Recorded data ->
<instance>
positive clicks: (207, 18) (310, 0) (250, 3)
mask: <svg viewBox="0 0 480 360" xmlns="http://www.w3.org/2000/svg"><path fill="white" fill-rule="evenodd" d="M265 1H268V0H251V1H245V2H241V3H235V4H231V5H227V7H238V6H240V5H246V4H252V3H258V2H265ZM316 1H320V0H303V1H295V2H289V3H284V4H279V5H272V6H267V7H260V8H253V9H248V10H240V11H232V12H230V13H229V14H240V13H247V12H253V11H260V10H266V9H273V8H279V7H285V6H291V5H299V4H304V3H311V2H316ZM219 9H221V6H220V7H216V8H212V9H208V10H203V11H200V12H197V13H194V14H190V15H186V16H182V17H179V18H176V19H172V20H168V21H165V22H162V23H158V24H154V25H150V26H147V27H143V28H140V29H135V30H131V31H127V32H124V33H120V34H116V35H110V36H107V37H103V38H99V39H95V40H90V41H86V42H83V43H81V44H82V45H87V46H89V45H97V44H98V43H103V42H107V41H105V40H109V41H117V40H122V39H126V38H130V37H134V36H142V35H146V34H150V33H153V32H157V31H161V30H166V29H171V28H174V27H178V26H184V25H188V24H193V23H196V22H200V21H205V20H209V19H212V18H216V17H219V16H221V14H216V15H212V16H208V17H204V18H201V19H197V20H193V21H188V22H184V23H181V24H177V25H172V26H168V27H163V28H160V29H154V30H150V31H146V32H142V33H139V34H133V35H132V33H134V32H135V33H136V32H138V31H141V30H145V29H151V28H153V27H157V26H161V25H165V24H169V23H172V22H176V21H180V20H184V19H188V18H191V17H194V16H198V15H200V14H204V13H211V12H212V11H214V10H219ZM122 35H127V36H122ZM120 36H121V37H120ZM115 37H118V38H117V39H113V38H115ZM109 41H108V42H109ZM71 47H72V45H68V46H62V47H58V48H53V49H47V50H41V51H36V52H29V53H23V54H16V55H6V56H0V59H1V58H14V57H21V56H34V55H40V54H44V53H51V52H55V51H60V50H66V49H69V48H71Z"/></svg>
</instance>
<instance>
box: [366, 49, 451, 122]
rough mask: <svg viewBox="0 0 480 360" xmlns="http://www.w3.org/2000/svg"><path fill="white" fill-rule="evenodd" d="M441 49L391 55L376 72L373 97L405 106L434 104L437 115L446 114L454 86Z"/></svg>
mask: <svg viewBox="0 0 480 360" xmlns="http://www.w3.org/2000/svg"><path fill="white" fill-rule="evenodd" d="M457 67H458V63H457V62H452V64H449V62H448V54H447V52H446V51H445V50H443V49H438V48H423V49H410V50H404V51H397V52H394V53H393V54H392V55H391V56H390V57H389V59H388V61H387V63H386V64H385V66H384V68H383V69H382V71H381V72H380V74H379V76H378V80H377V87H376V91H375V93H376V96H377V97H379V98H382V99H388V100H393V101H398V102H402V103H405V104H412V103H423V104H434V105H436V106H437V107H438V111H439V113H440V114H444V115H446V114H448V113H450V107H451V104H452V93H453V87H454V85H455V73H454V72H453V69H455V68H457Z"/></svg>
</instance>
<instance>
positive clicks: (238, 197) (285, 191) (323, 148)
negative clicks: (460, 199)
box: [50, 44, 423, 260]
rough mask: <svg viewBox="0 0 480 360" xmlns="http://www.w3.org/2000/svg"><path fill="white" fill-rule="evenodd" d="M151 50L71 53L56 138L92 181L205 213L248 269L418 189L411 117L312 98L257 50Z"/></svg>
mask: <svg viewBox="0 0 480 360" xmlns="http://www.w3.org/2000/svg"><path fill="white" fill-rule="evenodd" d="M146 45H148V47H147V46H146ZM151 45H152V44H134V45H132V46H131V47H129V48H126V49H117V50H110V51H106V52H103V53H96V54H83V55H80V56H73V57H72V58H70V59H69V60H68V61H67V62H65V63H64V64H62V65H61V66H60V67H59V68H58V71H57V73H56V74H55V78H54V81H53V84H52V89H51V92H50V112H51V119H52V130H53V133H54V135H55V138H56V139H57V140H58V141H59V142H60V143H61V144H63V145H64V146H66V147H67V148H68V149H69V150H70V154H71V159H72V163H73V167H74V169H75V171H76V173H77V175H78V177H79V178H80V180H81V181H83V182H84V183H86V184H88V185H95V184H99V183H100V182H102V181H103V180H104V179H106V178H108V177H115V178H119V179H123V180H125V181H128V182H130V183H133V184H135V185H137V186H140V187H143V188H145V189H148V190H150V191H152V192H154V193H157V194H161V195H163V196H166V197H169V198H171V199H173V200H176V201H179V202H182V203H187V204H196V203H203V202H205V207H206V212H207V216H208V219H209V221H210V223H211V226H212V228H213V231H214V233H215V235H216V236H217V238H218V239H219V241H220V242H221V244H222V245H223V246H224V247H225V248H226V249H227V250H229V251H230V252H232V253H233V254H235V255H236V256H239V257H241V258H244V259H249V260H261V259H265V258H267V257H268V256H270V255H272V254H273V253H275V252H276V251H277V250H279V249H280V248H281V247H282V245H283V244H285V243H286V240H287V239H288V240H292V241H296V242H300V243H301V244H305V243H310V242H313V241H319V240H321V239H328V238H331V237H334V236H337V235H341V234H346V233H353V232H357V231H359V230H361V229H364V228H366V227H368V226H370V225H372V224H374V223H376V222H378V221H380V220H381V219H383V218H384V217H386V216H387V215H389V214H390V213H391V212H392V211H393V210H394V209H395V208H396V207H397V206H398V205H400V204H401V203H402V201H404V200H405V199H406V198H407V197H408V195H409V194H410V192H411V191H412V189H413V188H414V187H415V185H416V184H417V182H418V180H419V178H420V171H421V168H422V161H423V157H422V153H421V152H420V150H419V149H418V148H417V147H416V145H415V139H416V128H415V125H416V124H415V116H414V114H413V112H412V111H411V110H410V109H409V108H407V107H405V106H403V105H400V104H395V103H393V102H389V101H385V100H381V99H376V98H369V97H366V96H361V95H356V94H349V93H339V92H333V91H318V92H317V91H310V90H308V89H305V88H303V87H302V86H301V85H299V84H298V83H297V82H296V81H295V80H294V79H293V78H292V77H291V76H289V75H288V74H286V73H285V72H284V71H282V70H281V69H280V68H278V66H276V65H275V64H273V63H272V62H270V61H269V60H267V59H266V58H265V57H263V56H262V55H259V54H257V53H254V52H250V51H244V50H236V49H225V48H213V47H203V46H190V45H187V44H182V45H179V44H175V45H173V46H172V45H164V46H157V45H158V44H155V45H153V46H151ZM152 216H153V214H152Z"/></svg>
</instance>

Required work ->
Copy out only the lines above from the one with "box: [366, 49, 451, 122]" to the one with "box: [50, 44, 423, 260]", inclusive, exactly as they stand.

Exercise solution ->
box: [366, 49, 451, 122]
rough mask: <svg viewBox="0 0 480 360" xmlns="http://www.w3.org/2000/svg"><path fill="white" fill-rule="evenodd" d="M441 49L391 55L376 72L373 97L405 106L434 104L437 115L446 114L454 86Z"/></svg>
mask: <svg viewBox="0 0 480 360" xmlns="http://www.w3.org/2000/svg"><path fill="white" fill-rule="evenodd" d="M457 67H458V63H457V62H452V64H449V62H448V54H447V52H446V51H445V50H443V49H438V48H423V49H410V50H404V51H397V52H394V53H393V54H392V55H391V56H390V57H389V59H388V61H387V63H386V64H385V66H384V68H383V69H382V71H381V72H380V74H379V76H378V80H377V87H376V91H375V93H376V96H377V97H379V98H382V99H388V100H393V101H398V102H402V103H405V104H412V103H423V104H434V105H436V106H437V107H438V111H439V113H440V114H444V115H446V114H448V113H450V107H451V104H452V93H453V87H454V85H455V73H454V72H453V69H455V68H457Z"/></svg>
</instance>
<instance>
positive clicks: (238, 197) (285, 191) (323, 148)
negative clicks: (460, 199)
box: [50, 44, 423, 260]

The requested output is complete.